— start RECORDS —

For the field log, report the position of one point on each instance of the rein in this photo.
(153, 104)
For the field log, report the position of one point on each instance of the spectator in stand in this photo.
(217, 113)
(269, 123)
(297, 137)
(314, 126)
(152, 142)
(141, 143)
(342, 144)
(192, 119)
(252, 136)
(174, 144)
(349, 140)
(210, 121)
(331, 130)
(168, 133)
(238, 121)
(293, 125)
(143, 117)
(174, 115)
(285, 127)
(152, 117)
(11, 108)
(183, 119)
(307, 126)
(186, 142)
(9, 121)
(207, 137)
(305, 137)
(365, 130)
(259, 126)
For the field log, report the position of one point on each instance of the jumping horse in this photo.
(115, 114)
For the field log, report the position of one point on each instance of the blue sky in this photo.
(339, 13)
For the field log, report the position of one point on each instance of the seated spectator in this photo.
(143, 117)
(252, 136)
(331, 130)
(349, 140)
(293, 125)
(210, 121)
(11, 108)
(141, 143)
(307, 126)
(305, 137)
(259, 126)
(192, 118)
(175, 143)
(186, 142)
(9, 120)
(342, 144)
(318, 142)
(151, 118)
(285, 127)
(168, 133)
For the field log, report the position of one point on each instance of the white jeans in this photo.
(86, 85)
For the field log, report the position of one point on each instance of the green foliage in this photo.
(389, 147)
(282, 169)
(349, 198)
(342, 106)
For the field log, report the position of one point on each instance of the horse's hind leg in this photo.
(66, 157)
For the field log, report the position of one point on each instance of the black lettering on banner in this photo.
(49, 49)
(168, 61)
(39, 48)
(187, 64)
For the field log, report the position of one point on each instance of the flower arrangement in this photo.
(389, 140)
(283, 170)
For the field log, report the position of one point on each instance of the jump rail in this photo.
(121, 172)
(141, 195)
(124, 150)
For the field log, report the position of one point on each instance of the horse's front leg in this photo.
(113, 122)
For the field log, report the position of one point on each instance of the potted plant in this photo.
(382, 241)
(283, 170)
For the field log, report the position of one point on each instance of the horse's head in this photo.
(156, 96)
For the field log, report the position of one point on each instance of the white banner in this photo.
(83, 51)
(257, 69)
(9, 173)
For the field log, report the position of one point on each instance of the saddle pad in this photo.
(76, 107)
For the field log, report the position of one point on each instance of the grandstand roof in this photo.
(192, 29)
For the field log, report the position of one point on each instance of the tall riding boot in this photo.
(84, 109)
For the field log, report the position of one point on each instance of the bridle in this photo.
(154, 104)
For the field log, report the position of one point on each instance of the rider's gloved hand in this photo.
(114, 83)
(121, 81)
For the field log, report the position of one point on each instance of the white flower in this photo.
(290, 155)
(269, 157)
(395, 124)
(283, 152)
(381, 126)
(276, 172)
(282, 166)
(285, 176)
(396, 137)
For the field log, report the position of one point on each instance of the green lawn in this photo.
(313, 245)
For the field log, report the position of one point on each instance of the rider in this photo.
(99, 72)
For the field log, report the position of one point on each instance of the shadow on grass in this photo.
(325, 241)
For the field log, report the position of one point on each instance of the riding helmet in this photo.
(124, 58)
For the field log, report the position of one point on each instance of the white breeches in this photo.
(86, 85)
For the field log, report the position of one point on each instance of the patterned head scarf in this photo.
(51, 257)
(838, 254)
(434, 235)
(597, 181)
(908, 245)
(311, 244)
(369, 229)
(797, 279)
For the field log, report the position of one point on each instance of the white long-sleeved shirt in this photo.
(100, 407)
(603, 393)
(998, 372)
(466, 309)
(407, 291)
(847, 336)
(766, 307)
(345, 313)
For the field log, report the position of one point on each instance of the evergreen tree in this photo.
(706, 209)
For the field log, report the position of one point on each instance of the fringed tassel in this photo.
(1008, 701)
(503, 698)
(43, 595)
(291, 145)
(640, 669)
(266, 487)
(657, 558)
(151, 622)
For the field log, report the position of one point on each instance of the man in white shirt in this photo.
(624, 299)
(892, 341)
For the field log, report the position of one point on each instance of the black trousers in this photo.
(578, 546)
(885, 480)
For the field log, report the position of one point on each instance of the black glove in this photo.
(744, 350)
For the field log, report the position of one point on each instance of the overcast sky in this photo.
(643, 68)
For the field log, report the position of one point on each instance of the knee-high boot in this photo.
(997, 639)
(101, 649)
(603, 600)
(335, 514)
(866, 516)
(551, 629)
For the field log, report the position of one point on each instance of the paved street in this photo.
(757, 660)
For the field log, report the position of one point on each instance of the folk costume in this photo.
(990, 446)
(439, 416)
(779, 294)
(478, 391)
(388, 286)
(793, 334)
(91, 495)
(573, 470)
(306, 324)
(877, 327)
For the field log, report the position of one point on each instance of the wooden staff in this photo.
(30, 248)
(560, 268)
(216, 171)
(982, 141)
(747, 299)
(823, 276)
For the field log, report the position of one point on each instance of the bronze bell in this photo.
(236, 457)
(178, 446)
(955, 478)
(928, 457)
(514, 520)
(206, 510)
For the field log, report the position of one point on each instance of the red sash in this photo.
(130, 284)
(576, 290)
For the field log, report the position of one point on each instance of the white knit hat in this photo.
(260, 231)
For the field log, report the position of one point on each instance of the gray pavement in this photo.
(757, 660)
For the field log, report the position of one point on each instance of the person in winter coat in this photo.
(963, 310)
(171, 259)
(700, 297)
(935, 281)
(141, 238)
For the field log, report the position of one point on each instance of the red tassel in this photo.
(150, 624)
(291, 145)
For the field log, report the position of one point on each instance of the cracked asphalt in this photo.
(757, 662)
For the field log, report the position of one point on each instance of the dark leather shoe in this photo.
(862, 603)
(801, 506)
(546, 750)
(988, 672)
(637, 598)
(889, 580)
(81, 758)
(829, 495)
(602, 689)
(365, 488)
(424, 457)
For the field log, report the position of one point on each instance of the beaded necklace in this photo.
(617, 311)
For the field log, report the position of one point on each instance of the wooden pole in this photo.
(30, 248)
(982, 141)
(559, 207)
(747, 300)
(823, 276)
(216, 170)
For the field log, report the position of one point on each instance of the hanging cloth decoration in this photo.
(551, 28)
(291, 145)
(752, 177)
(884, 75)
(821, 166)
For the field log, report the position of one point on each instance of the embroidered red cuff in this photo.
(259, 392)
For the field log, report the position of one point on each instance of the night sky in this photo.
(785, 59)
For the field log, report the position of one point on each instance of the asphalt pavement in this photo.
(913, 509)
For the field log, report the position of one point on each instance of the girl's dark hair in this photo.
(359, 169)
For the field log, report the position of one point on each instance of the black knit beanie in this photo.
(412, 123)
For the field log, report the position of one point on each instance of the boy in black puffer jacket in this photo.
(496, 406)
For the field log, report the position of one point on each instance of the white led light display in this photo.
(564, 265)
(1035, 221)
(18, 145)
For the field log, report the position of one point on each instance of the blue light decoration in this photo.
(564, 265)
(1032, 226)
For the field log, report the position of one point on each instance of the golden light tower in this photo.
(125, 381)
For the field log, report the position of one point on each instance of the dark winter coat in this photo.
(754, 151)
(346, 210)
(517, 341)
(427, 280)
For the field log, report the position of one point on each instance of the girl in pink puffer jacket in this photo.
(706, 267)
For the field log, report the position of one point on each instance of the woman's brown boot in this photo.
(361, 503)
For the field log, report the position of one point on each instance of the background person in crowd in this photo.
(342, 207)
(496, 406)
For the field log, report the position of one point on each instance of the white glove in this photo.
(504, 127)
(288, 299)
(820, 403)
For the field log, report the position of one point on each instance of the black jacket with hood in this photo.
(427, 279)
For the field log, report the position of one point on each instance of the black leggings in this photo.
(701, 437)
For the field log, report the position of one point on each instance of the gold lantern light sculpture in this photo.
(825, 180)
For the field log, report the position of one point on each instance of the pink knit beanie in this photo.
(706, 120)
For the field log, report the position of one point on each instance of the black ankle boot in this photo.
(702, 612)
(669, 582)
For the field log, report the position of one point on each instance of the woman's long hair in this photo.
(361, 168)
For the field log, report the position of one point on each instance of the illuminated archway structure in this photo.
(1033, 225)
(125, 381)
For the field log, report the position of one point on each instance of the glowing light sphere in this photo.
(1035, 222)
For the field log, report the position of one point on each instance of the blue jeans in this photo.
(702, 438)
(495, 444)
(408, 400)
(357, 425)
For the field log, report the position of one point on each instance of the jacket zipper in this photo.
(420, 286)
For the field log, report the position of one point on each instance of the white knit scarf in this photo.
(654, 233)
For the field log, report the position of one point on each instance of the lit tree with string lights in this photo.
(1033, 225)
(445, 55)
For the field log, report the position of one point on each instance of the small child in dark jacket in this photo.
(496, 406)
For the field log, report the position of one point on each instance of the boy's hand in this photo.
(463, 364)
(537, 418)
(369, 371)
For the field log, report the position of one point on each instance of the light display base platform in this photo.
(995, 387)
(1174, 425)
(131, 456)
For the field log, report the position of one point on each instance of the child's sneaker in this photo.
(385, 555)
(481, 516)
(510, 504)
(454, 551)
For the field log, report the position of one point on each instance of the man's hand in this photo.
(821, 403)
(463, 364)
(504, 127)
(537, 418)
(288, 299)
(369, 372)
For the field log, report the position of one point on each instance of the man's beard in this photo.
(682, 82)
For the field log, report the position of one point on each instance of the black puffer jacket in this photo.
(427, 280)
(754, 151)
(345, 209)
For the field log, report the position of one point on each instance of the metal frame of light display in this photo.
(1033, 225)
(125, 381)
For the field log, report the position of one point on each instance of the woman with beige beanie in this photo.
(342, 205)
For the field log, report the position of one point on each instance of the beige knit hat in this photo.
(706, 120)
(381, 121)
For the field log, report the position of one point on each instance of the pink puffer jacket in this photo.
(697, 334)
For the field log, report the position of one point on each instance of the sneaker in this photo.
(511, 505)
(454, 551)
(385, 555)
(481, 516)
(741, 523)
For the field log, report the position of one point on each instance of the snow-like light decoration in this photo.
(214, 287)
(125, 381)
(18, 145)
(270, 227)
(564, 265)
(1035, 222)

— end RECORDS —

** WHAT TO DO **
Beginning with the line that contains "lights in this photo.", quote each line exactly through the last line of the entries above, and nothing beyond them.

** RESULT FOR THIS EXERCISE **
For the field log, report the position of one point on each instance of the lit tree with string lights in this photo.
(1033, 225)
(445, 55)
For the field log, report the position of one point on each instance of the small child in dark jacket in this photo.
(496, 406)
For the field log, report the position of one point on each instance of the boy's hand in this photo.
(463, 364)
(537, 418)
(369, 371)
For the field log, report the position of one point on each instance of the light display base platform in this photo.
(995, 387)
(1174, 425)
(131, 456)
For the field log, report the position of one point on each instance of the child's sneaker in this photo.
(385, 555)
(481, 516)
(510, 504)
(454, 551)
For the field log, report the position of one point on each instance of the man's hand in this photo.
(821, 403)
(463, 364)
(504, 127)
(537, 418)
(288, 299)
(369, 372)
For the field log, report the position of one point on each instance of the man's beard in this photo.
(682, 82)
For the field log, report the position of one point on each instance of the black puffer jacket in this photo.
(427, 280)
(754, 151)
(345, 209)
For the field log, report the position of one point on each instance of the metal frame of light display in this photo.
(1033, 225)
(125, 381)
For the field log, report the position of one point on each instance of the woman with beige beanie in this photo.
(342, 205)
For the field log, report the position of one point on each instance of the beige knit hat in this photo.
(706, 120)
(381, 121)
For the field log, report the position of one point on each instance of the pink puffer jacket in this photo.
(697, 334)
For the field log, report the position of one point on each instance of the sneaker in this photo.
(511, 505)
(454, 551)
(385, 555)
(481, 516)
(741, 523)
For the field log, report the position of one point on each instance of the snow-like light decoration in this photo.
(214, 287)
(125, 381)
(18, 145)
(270, 227)
(564, 265)
(1035, 222)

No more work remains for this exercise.